What the exercise asks
Repeat all the records, precisely as given.

== == ==

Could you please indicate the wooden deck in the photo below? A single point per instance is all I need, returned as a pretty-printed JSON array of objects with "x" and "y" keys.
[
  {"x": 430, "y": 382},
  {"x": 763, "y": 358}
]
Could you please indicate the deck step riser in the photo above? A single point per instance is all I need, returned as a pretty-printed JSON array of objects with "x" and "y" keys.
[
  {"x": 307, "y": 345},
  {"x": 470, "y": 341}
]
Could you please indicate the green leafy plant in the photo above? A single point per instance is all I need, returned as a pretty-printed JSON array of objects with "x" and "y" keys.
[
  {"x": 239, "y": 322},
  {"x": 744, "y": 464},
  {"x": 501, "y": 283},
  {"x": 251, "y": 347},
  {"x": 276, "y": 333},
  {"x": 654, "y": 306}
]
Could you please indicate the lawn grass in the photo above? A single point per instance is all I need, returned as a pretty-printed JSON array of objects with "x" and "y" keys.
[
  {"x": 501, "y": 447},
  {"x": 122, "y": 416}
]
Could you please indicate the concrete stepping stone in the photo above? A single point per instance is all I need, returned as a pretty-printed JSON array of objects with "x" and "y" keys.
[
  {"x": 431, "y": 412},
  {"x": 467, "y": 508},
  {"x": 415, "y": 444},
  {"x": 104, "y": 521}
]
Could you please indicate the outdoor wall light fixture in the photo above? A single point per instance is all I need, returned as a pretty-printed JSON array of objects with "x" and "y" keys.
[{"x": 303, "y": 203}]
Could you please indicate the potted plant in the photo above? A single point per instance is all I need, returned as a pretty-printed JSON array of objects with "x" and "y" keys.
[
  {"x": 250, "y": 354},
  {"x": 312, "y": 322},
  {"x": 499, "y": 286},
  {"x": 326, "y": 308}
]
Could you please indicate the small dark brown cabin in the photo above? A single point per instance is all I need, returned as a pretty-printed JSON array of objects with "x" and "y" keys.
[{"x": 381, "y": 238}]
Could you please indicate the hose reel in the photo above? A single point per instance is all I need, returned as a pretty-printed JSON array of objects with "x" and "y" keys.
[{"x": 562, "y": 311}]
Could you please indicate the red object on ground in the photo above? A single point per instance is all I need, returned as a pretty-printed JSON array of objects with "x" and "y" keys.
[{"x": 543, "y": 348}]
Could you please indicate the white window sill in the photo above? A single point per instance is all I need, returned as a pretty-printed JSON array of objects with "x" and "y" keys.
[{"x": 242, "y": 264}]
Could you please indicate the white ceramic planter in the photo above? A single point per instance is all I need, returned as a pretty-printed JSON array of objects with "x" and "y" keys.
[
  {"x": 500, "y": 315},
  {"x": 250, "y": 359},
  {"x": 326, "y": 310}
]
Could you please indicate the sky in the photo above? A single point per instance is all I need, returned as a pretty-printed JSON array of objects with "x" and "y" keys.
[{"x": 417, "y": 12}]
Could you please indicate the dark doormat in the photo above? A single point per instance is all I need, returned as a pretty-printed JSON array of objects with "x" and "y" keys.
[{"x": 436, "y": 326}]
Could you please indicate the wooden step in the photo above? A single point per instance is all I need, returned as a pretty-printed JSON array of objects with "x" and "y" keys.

== == ==

Output for this exercise
Could you please indicate the wooden deck in the photo below? A single point per instance is all I need, returned as a pretty-printed JSON array of objects with "x" and "y" keys.
[
  {"x": 430, "y": 382},
  {"x": 763, "y": 358}
]
Could you please indicate the deck step riser in the photo above? A single point per instance is all I need, returned as a pretty-printed JSON array of objects with "x" and "y" keys.
[
  {"x": 307, "y": 345},
  {"x": 470, "y": 341}
]
Could you please indicate the green leafy plant in the photo above? A single point per instance is all I need, returned as a pretty-printed JSON array of objects with "x" and "y" keys.
[
  {"x": 239, "y": 322},
  {"x": 744, "y": 464},
  {"x": 501, "y": 283},
  {"x": 251, "y": 347},
  {"x": 276, "y": 333},
  {"x": 654, "y": 306}
]
Could you please indicate the lawn grass in the photo above? A single point per instance is all I need, returned as a pretty-printed JSON array of objects with "x" and "y" keys.
[
  {"x": 501, "y": 447},
  {"x": 122, "y": 416}
]
Could you please indicate the concrete stepping stone in the photo above? A single point per instance is all I need, returned as a pretty-printed JSON array of objects with "x" and "y" keys.
[
  {"x": 431, "y": 412},
  {"x": 467, "y": 508},
  {"x": 415, "y": 444},
  {"x": 104, "y": 521}
]
Could you please indicate the outdoor wall light fixture in the photo above? A single point per instance is all I need, returned as a pretty-printed JSON array of objects with "x" and "y" keys.
[{"x": 303, "y": 203}]
Could you please indicate the potted plant in the photo above? A single point per instance is all I need, returned as a pretty-printed JSON array of objects with "x" and "y" keys.
[
  {"x": 250, "y": 354},
  {"x": 312, "y": 322},
  {"x": 499, "y": 286},
  {"x": 326, "y": 308}
]
Could you please indicate the small dark brown cabin in the photo above? A single point per instance is all I need, returned as a pretty-printed JSON array of objects with "x" and "y" keys.
[{"x": 381, "y": 238}]
Could you please indicate the hose reel in the photo above? A single point per instance is all I need, returned as a pretty-printed JSON array of objects with "x" and "y" keys.
[{"x": 562, "y": 311}]
Could you please indicate the red object on ground in the photo above? A single point per instance is all I need, returned as a pretty-printed JSON array of objects with "x" and "y" keys.
[{"x": 543, "y": 348}]
Could you please indicate the white window sill in the photo above? A single point per instance is all I need, returned as a pretty-printed JSON array of objects with "x" and "y" keys.
[{"x": 242, "y": 264}]
Could you please indicate the white ceramic planter in the photo above? A single point per instance is all I need, returned as a pretty-printed JSON array of objects with "x" and "y" keys.
[
  {"x": 500, "y": 315},
  {"x": 250, "y": 359},
  {"x": 326, "y": 310}
]
Could you please indicate the sky in the photo above? A single point per instance is all I need, returned as a pretty-printed JSON array of objects with "x" and "y" keys.
[{"x": 417, "y": 12}]
Could you please indicate the dark doormat in the photo above? A single point per instance is all I need, returned as a pretty-printed JSON array of objects with "x" and "y" keys.
[{"x": 436, "y": 326}]
Could you please indicate the wooden step in the photo above? A single point per instance is all I need, returned as a pretty-printed JSON array of objects with "x" and "y" keys.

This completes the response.